Task statement :: List each line in the rows below that contains the string "waterfall". The match is case-sensitive.

Supplied records ::
________________
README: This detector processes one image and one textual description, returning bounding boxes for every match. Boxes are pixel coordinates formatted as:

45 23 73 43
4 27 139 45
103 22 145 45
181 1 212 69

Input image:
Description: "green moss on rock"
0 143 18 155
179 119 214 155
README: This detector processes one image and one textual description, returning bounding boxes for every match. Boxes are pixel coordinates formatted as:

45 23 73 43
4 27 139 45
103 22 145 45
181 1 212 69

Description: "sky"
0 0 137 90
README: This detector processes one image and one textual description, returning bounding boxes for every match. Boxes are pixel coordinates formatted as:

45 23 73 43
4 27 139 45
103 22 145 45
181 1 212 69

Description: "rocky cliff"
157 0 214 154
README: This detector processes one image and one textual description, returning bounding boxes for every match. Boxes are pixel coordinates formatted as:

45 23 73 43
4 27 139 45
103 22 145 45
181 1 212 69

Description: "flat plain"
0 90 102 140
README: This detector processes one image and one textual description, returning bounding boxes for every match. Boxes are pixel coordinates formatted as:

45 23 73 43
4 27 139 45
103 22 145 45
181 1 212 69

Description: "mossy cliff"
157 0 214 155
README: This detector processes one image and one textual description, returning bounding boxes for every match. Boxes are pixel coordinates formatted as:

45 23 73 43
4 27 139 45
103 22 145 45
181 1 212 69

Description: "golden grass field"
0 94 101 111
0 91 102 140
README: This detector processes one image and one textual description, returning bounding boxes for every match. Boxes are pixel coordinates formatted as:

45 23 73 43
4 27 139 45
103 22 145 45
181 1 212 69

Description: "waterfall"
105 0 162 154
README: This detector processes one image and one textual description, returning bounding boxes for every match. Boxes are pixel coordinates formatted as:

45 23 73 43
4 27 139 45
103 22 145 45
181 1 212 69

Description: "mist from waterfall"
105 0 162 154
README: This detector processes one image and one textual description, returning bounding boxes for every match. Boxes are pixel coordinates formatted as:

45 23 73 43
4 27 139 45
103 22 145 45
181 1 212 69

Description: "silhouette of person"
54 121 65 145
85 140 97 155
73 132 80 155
________________
Result of this exercise ::
Description: "waterfall"
Description: "mist from waterfall"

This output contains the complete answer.